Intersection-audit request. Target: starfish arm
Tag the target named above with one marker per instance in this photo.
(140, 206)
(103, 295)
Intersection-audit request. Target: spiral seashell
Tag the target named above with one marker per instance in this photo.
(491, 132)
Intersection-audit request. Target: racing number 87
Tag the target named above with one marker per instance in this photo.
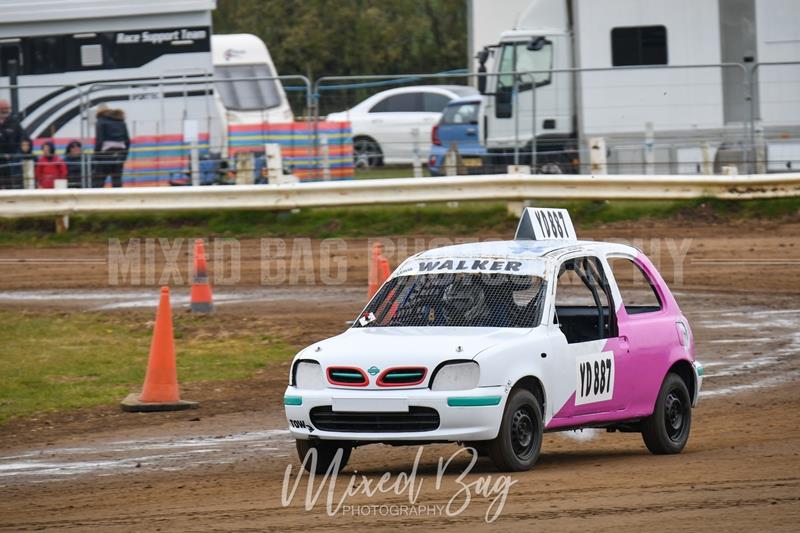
(595, 377)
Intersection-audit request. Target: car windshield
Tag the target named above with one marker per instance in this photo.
(457, 299)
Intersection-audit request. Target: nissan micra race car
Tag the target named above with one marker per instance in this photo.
(491, 344)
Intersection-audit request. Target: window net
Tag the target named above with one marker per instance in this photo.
(464, 300)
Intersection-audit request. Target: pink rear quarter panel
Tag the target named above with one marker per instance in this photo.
(653, 346)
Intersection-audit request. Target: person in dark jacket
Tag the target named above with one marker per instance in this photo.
(72, 157)
(11, 137)
(49, 167)
(111, 145)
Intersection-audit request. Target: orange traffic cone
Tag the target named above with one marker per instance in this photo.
(378, 270)
(160, 390)
(201, 290)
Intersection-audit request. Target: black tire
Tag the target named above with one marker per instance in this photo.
(517, 446)
(326, 453)
(367, 153)
(667, 429)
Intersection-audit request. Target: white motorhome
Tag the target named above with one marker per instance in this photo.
(155, 59)
(637, 86)
(243, 55)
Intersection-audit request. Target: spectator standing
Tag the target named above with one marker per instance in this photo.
(49, 167)
(11, 137)
(72, 158)
(25, 163)
(111, 146)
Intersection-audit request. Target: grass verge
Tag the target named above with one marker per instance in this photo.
(469, 218)
(61, 361)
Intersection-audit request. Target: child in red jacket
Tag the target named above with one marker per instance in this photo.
(49, 167)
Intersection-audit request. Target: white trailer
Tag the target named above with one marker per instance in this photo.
(155, 59)
(664, 86)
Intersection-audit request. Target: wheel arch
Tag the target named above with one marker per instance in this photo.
(535, 386)
(685, 371)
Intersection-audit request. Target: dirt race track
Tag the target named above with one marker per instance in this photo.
(222, 467)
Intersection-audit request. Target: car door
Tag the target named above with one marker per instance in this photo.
(592, 358)
(459, 125)
(644, 320)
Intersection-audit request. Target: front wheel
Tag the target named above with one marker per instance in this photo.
(667, 429)
(517, 446)
(327, 453)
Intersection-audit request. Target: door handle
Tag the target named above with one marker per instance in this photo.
(623, 341)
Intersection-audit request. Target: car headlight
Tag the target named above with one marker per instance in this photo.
(308, 375)
(457, 376)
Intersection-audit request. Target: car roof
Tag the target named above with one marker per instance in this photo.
(461, 90)
(474, 99)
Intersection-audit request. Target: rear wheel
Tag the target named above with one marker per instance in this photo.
(366, 153)
(667, 429)
(519, 442)
(326, 454)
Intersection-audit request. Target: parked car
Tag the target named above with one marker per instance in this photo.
(388, 126)
(493, 343)
(458, 126)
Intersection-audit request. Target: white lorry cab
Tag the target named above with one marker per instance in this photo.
(644, 86)
(490, 344)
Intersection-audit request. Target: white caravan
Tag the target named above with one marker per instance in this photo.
(152, 58)
(594, 101)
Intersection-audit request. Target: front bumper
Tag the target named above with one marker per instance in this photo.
(463, 415)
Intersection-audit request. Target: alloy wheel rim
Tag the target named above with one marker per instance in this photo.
(674, 415)
(522, 433)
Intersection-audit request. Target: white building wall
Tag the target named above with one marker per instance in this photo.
(778, 35)
(624, 101)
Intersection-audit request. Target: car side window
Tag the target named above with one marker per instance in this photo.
(400, 103)
(434, 102)
(638, 292)
(583, 310)
(461, 114)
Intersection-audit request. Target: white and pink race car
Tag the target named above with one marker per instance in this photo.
(491, 344)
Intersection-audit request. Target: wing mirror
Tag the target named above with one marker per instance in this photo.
(482, 57)
(536, 44)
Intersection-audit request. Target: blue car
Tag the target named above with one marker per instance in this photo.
(458, 126)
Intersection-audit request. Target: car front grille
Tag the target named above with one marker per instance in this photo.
(399, 377)
(416, 419)
(347, 376)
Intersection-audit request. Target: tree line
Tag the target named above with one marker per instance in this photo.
(348, 37)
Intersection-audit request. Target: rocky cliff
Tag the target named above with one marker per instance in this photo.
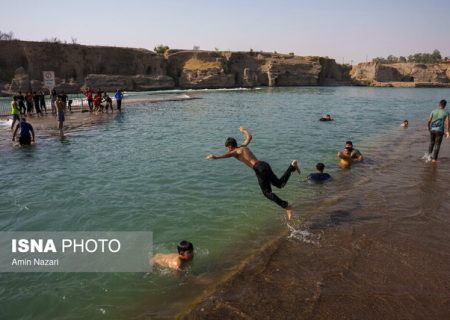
(109, 68)
(402, 74)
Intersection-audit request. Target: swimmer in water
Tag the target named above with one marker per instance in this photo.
(319, 176)
(345, 157)
(262, 169)
(326, 118)
(175, 261)
(356, 155)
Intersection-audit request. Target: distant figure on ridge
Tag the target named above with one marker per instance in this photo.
(319, 176)
(437, 122)
(263, 171)
(175, 260)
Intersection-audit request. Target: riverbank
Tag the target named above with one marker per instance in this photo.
(377, 250)
(47, 126)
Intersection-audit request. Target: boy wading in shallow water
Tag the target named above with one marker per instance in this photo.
(437, 123)
(263, 171)
(175, 260)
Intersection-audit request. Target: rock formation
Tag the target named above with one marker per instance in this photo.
(109, 68)
(402, 74)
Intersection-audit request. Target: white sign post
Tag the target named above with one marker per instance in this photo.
(49, 79)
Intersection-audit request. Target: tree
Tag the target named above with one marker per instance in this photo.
(161, 49)
(436, 56)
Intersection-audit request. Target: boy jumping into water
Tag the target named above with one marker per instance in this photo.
(263, 171)
(175, 260)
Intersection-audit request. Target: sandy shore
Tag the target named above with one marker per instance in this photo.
(47, 125)
(378, 250)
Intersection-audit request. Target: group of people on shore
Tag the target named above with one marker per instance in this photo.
(101, 101)
(31, 102)
(35, 103)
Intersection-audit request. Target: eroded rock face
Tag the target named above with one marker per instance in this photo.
(109, 68)
(419, 74)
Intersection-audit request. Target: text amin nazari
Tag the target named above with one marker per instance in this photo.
(34, 262)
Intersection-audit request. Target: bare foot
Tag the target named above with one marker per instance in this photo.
(289, 213)
(295, 165)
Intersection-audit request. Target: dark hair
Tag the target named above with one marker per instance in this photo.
(320, 166)
(231, 142)
(185, 246)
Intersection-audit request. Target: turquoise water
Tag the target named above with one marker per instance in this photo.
(145, 170)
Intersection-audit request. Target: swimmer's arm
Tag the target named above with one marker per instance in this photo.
(248, 136)
(222, 156)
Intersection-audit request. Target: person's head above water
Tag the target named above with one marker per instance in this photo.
(185, 250)
(230, 143)
(348, 150)
(320, 167)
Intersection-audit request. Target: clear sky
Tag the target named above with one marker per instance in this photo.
(347, 30)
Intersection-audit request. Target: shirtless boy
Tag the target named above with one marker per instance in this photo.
(175, 260)
(263, 171)
(345, 157)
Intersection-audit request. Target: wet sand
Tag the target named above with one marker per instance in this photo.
(374, 245)
(47, 126)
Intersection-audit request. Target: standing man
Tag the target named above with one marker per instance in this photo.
(21, 102)
(15, 112)
(60, 109)
(53, 97)
(119, 97)
(436, 122)
(26, 133)
(263, 171)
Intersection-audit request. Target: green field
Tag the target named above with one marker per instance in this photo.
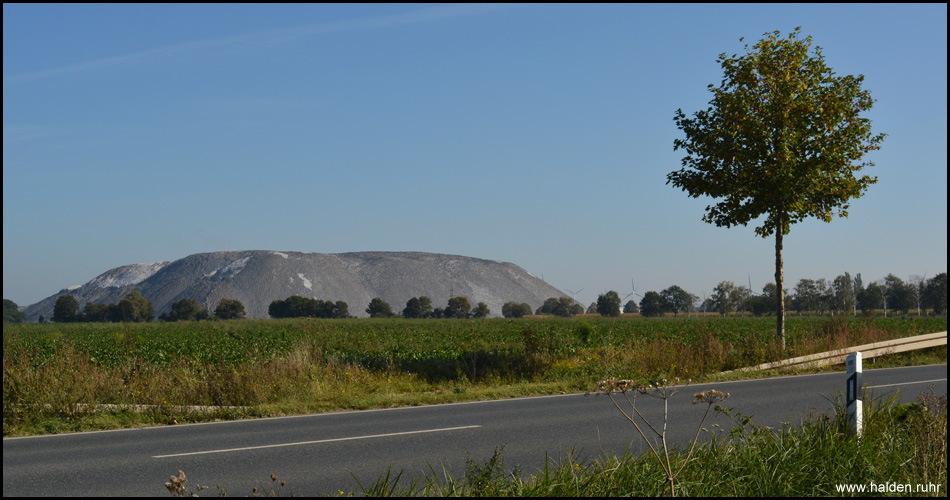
(68, 377)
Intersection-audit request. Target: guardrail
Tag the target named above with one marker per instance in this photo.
(867, 351)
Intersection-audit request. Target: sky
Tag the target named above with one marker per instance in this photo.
(534, 134)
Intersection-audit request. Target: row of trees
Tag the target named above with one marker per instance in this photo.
(296, 306)
(136, 308)
(421, 307)
(842, 295)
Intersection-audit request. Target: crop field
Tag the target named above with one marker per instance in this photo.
(63, 377)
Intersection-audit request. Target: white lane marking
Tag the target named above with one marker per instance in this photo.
(908, 383)
(317, 442)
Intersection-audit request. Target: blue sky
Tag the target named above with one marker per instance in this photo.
(534, 134)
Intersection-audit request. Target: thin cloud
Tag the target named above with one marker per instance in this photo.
(268, 39)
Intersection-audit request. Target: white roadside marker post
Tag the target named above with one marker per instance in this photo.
(854, 384)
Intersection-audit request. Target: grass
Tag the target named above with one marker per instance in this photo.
(58, 377)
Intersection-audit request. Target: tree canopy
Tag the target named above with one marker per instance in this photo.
(608, 304)
(379, 308)
(418, 307)
(230, 309)
(782, 140)
(66, 309)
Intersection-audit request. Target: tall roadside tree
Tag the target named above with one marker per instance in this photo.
(782, 138)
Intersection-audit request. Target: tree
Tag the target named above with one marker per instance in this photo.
(230, 309)
(651, 304)
(185, 310)
(807, 295)
(481, 310)
(935, 293)
(379, 308)
(870, 298)
(898, 295)
(12, 312)
(721, 299)
(630, 307)
(608, 304)
(515, 310)
(676, 299)
(66, 309)
(843, 287)
(563, 306)
(135, 307)
(783, 138)
(418, 307)
(458, 307)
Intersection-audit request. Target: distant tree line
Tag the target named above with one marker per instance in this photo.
(842, 295)
(296, 306)
(421, 307)
(12, 313)
(136, 308)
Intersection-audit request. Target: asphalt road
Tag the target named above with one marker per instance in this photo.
(322, 453)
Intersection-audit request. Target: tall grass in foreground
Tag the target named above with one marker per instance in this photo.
(68, 377)
(901, 444)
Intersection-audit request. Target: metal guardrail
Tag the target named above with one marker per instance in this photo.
(867, 351)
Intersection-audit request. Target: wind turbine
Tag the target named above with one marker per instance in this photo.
(633, 291)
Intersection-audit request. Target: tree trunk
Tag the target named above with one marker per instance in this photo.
(779, 282)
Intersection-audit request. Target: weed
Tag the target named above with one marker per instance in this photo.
(662, 390)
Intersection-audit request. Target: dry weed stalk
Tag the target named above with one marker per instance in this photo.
(176, 486)
(664, 391)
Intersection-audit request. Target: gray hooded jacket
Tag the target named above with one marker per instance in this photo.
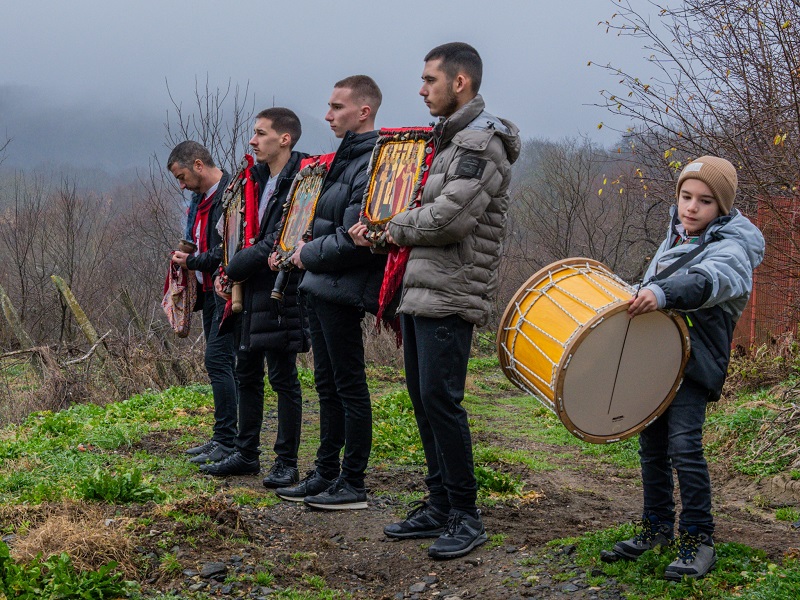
(456, 233)
(711, 290)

══════

> [What to do]:
Give again, unchanged, only the lines from the line containing "Intersection-audit request. Target: asphalt" to the last line of the records above. Pictures do not belong in the copy.

> [Written solution]:
Intersection-audit request. Target: asphalt road
Tag the target named above with one marker per instance in this photo.
(322, 453)
Intersection-audit request. Target: tall grass in foreground
Tag the target named above with one marker per instance in this photo.
(68, 377)
(901, 444)
Intersection-audit request. Target: metal guardrail
Tag the target named above with one marker per instance in this photo.
(867, 351)
Intersection-audit request. Target: wind turbine
Tag the target named above with one marker per instance in this photo.
(633, 291)
Intersection-audit request. Target: tree trunk
Tag the target named above with one marker per instance in this photo.
(779, 282)
Intersection-audit request. Target: weed
Tag the target named above with one marker per instance in this photo.
(662, 390)
Intersection-audit request. Target: dry weed stalk
Tag the target named above with one marker per instance in this photo.
(176, 486)
(664, 391)
Intersection-audit request. Target: gray hooded jacket
Tag the target named above with one marker per instance in this photo.
(456, 233)
(711, 290)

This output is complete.